- _Directive_
Write out every entry exactly as given, but omit the pictures.

- _Data listing_
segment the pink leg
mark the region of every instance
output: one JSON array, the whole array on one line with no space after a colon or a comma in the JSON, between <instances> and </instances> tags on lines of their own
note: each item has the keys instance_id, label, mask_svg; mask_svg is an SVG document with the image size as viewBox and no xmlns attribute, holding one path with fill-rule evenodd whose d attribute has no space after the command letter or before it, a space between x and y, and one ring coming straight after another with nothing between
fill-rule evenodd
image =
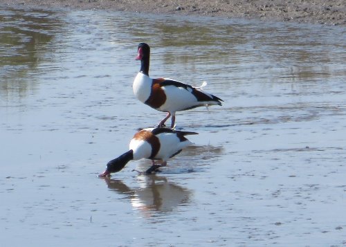
<instances>
[{"instance_id":1,"label":"pink leg","mask_svg":"<svg viewBox=\"0 0 346 247\"><path fill-rule=\"evenodd\" d=\"M157 125L157 127L161 128L165 126L165 122L167 121L168 118L171 116L171 113L170 112L167 113L167 116L165 118L163 118L159 123Z\"/></svg>"},{"instance_id":2,"label":"pink leg","mask_svg":"<svg viewBox=\"0 0 346 247\"><path fill-rule=\"evenodd\" d=\"M172 122L171 122L171 129L174 127L175 123L175 114L172 116Z\"/></svg>"}]
</instances>

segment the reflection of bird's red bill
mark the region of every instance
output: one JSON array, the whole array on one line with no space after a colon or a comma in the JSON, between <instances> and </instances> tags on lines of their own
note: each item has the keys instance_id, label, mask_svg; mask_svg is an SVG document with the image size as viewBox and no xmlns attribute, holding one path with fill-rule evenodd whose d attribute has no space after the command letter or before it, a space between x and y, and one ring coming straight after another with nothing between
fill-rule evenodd
<instances>
[{"instance_id":1,"label":"reflection of bird's red bill","mask_svg":"<svg viewBox=\"0 0 346 247\"><path fill-rule=\"evenodd\" d=\"M99 178L104 178L105 176L111 176L111 174L107 170L105 170L104 172L103 172L103 173L100 174L98 176Z\"/></svg>"}]
</instances>

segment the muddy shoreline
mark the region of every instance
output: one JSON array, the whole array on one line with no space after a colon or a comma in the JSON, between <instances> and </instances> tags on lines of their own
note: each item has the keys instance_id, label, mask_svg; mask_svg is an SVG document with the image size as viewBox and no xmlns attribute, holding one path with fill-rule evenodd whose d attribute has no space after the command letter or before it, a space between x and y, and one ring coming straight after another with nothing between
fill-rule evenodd
<instances>
[{"instance_id":1,"label":"muddy shoreline","mask_svg":"<svg viewBox=\"0 0 346 247\"><path fill-rule=\"evenodd\" d=\"M346 26L343 0L0 0L12 6L106 10Z\"/></svg>"}]
</instances>

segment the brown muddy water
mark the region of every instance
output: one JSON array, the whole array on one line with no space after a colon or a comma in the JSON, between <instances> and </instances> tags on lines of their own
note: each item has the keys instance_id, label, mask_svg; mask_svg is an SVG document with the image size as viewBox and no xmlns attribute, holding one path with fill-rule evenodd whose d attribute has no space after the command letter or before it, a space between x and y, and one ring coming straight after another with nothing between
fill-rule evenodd
<instances>
[{"instance_id":1,"label":"brown muddy water","mask_svg":"<svg viewBox=\"0 0 346 247\"><path fill-rule=\"evenodd\" d=\"M344 28L104 11L0 11L1 246L346 244ZM150 73L221 107L177 114L194 145L157 175L97 174L164 113Z\"/></svg>"}]
</instances>

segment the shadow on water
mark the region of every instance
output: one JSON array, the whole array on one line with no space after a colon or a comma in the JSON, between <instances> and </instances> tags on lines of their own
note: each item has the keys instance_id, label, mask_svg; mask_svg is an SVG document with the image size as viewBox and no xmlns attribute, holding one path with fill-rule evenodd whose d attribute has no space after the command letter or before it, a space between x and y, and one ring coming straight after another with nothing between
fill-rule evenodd
<instances>
[{"instance_id":1,"label":"shadow on water","mask_svg":"<svg viewBox=\"0 0 346 247\"><path fill-rule=\"evenodd\" d=\"M190 201L192 192L170 182L164 176L157 175L138 176L138 187L130 187L120 179L105 178L107 187L124 195L134 209L145 217L154 216L153 212L168 212Z\"/></svg>"},{"instance_id":2,"label":"shadow on water","mask_svg":"<svg viewBox=\"0 0 346 247\"><path fill-rule=\"evenodd\" d=\"M48 10L0 11L0 94L20 97L35 87L33 76L41 73L41 62L53 59L55 48L49 44L63 25Z\"/></svg>"}]
</instances>

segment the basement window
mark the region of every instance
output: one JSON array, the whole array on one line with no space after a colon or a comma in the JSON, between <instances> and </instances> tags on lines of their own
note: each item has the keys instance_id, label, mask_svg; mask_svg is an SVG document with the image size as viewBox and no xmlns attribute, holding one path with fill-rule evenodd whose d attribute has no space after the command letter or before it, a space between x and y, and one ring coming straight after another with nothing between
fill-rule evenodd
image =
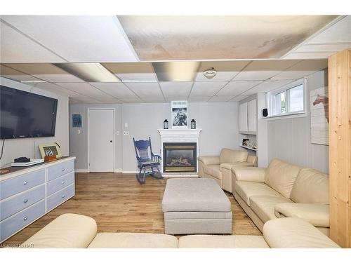
<instances>
[{"instance_id":1,"label":"basement window","mask_svg":"<svg viewBox=\"0 0 351 263\"><path fill-rule=\"evenodd\" d=\"M305 113L305 93L303 80L267 93L270 116Z\"/></svg>"}]
</instances>

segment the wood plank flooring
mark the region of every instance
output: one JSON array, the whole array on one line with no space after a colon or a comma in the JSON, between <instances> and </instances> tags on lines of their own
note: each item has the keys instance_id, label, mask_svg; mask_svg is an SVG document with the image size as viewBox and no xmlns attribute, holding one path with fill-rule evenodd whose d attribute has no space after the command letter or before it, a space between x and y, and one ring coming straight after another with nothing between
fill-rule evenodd
<instances>
[{"instance_id":1,"label":"wood plank flooring","mask_svg":"<svg viewBox=\"0 0 351 263\"><path fill-rule=\"evenodd\" d=\"M147 178L140 185L134 175L76 173L76 195L2 245L20 244L60 215L94 218L98 232L164 233L161 200L166 180ZM233 234L261 235L231 194Z\"/></svg>"}]
</instances>

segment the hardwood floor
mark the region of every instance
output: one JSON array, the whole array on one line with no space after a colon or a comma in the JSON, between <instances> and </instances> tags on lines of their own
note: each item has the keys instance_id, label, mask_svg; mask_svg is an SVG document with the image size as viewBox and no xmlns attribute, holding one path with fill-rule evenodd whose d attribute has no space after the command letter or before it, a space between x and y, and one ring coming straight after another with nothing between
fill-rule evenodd
<instances>
[{"instance_id":1,"label":"hardwood floor","mask_svg":"<svg viewBox=\"0 0 351 263\"><path fill-rule=\"evenodd\" d=\"M20 244L60 215L88 215L98 232L164 233L161 200L166 180L148 177L140 185L133 175L113 173L76 173L76 195L7 240L3 245ZM231 194L233 234L261 235Z\"/></svg>"}]
</instances>

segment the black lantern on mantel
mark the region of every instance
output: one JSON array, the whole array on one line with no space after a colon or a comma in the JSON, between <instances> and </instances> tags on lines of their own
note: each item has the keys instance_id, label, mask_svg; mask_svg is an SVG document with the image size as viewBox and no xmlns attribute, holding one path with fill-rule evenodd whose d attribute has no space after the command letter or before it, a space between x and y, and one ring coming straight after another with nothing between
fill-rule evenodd
<instances>
[{"instance_id":1,"label":"black lantern on mantel","mask_svg":"<svg viewBox=\"0 0 351 263\"><path fill-rule=\"evenodd\" d=\"M168 121L166 119L164 121L164 129L168 129Z\"/></svg>"},{"instance_id":2,"label":"black lantern on mantel","mask_svg":"<svg viewBox=\"0 0 351 263\"><path fill-rule=\"evenodd\" d=\"M197 122L195 120L193 119L190 123L190 128L192 129L196 129L197 128Z\"/></svg>"}]
</instances>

- _Solution to this task_
segment the pink leg
mark the region of every instance
output: one JSON array, the whole array on one line with no space after a colon or a comma in the JSON, between <instances> and </instances> tags on lines of their own
note: each item has the keys instance_id, label, mask_svg; mask_svg is an SVG document with the image size as viewBox and no xmlns attribute, holding one path with fill-rule evenodd whose d attribute has no space after the command letter or before it, a space between x and y, and one ring coming straight after another with nothing between
fill-rule evenodd
image =
<instances>
[{"instance_id":1,"label":"pink leg","mask_svg":"<svg viewBox=\"0 0 346 247\"><path fill-rule=\"evenodd\" d=\"M157 125L157 127L161 128L165 126L165 122L167 121L168 118L171 116L171 113L170 112L167 113L167 116L165 118L163 118L159 123Z\"/></svg>"},{"instance_id":2,"label":"pink leg","mask_svg":"<svg viewBox=\"0 0 346 247\"><path fill-rule=\"evenodd\" d=\"M172 122L171 122L171 129L174 127L175 123L175 114L172 116Z\"/></svg>"}]
</instances>

segment the reflection of bird's red bill
mark the region of every instance
output: one JSON array, the whole array on one line with no space after a colon or a comma in the JSON, between <instances> and </instances> tags on lines of their own
note: each item has the keys instance_id, label, mask_svg; mask_svg is an SVG document with the image size as viewBox and no xmlns attribute, holding one path with fill-rule evenodd whose d attribute has no space after the command letter or before it, a space between x and y, and one ring coming straight after another with nothing between
fill-rule evenodd
<instances>
[{"instance_id":1,"label":"reflection of bird's red bill","mask_svg":"<svg viewBox=\"0 0 346 247\"><path fill-rule=\"evenodd\" d=\"M99 178L104 178L105 176L111 176L111 174L107 170L105 170L104 172L103 172L103 173L100 174L98 176Z\"/></svg>"}]
</instances>

segment the muddy shoreline
mark the region of every instance
output: one JSON array, the whole array on one line with no space after a colon or a comma in the JSON, between <instances> and </instances> tags on lines of their own
note: each item has the keys instance_id, label, mask_svg; mask_svg is an SVG document with the image size as viewBox and no xmlns attribute, holding one path with fill-rule evenodd whose d attribute has no space after the command letter or before it, a space between x and y, and one ring coming straight after another with nothing between
fill-rule evenodd
<instances>
[{"instance_id":1,"label":"muddy shoreline","mask_svg":"<svg viewBox=\"0 0 346 247\"><path fill-rule=\"evenodd\" d=\"M346 26L343 0L0 0L12 6L106 10Z\"/></svg>"}]
</instances>

segment the brown muddy water
mark the region of every instance
output: one JSON array, the whole array on one line with no space after a colon or a comma in the JSON, between <instances> and </instances> tags on lines of their own
note: each item has the keys instance_id, label, mask_svg; mask_svg is an SVG document with the image size as viewBox and no xmlns attribute, holding one path with fill-rule evenodd whose d attribute has no space after the command letter or before it, a space between x and y, and one ring coming straight after another with nothing between
fill-rule evenodd
<instances>
[{"instance_id":1,"label":"brown muddy water","mask_svg":"<svg viewBox=\"0 0 346 247\"><path fill-rule=\"evenodd\" d=\"M344 28L104 11L0 11L1 246L346 244ZM150 73L221 107L177 114L194 145L157 175L97 174L164 113Z\"/></svg>"}]
</instances>

segment the shadow on water
mark the region of every instance
output: one JSON array, the whole array on one line with no space after a colon or a comma in the JSON, between <instances> and </instances> tags on lines of their own
note: each item has the keys instance_id, label, mask_svg; mask_svg is an SVG document with the image size as viewBox and no xmlns attribute, holding one path with fill-rule evenodd whose d attribute has no space after the command letter or before it, a space between x and y, and one ring coming straight after another with nothing between
fill-rule evenodd
<instances>
[{"instance_id":1,"label":"shadow on water","mask_svg":"<svg viewBox=\"0 0 346 247\"><path fill-rule=\"evenodd\" d=\"M190 201L192 192L170 182L164 176L157 175L138 176L138 187L130 187L120 179L105 178L107 187L124 195L134 209L145 217L154 216L153 212L168 212Z\"/></svg>"},{"instance_id":2,"label":"shadow on water","mask_svg":"<svg viewBox=\"0 0 346 247\"><path fill-rule=\"evenodd\" d=\"M48 10L0 11L0 94L20 97L35 87L33 76L41 73L41 62L53 59L55 48L49 44L63 25Z\"/></svg>"}]
</instances>

segment the basement window
mark the region of every instance
output: one JSON array, the whole array on one line with no space after a colon or a comma in the JSON, between <instances> and </instances> tags on lines of their own
note: each item has the keys instance_id, label, mask_svg; mask_svg is an SVG document with the image size as viewBox and no xmlns attribute, holding one path with fill-rule evenodd whose d attribute has no space after the command letter or before it, a space between x and y, and one ring coming straight after another with nothing between
fill-rule evenodd
image =
<instances>
[{"instance_id":1,"label":"basement window","mask_svg":"<svg viewBox=\"0 0 351 263\"><path fill-rule=\"evenodd\" d=\"M305 113L305 93L303 80L267 93L270 116Z\"/></svg>"}]
</instances>

segment the wood plank flooring
mark the region of every instance
output: one JSON array, the whole array on one line with no space after a colon or a comma in the JSON, between <instances> and </instances> tags on lines of their own
note: each item has the keys instance_id, label, mask_svg; mask_svg is an SVG document with the image size as viewBox and no xmlns attribute, holding one path with fill-rule evenodd whose d attribute has no space after the command letter or before it, a space between x and y, and one ring coming straight after another with nothing between
fill-rule evenodd
<instances>
[{"instance_id":1,"label":"wood plank flooring","mask_svg":"<svg viewBox=\"0 0 351 263\"><path fill-rule=\"evenodd\" d=\"M147 178L140 185L134 175L76 173L76 195L2 245L20 244L60 215L94 218L98 232L164 233L161 200L166 180ZM233 234L261 235L231 194Z\"/></svg>"}]
</instances>

segment the hardwood floor
mark the region of every instance
output: one JSON array, the whole array on one line with no space after a colon or a comma in the JSON, between <instances> and </instances> tags on lines of their own
note: each item has the keys instance_id, label, mask_svg; mask_svg is an SVG document with the image size as viewBox and no xmlns attribute, holding one path with fill-rule evenodd whose d attribute has no space after the command letter or before it, a space between x and y, and one ring coming straight after another with nothing between
fill-rule evenodd
<instances>
[{"instance_id":1,"label":"hardwood floor","mask_svg":"<svg viewBox=\"0 0 351 263\"><path fill-rule=\"evenodd\" d=\"M20 244L60 215L88 215L98 232L164 233L161 200L166 180L148 177L140 185L133 175L113 173L76 173L76 195L7 240L3 245ZM231 194L233 234L261 235Z\"/></svg>"}]
</instances>

segment the black lantern on mantel
mark the region of every instance
output: one JSON array, the whole array on one line with no space after a colon or a comma in the JSON, between <instances> and </instances> tags on lines of their own
note: each item has the keys instance_id, label, mask_svg; mask_svg is an SVG document with the image size as viewBox and no xmlns attribute, holding one path with fill-rule evenodd whose d attribute has no space after the command letter or before it, a space between x and y, and one ring coming straight after another with nothing between
fill-rule evenodd
<instances>
[{"instance_id":1,"label":"black lantern on mantel","mask_svg":"<svg viewBox=\"0 0 351 263\"><path fill-rule=\"evenodd\" d=\"M168 121L166 119L164 121L164 129L168 129Z\"/></svg>"},{"instance_id":2,"label":"black lantern on mantel","mask_svg":"<svg viewBox=\"0 0 351 263\"><path fill-rule=\"evenodd\" d=\"M197 122L195 120L193 119L190 123L190 128L192 129L196 129L197 128Z\"/></svg>"}]
</instances>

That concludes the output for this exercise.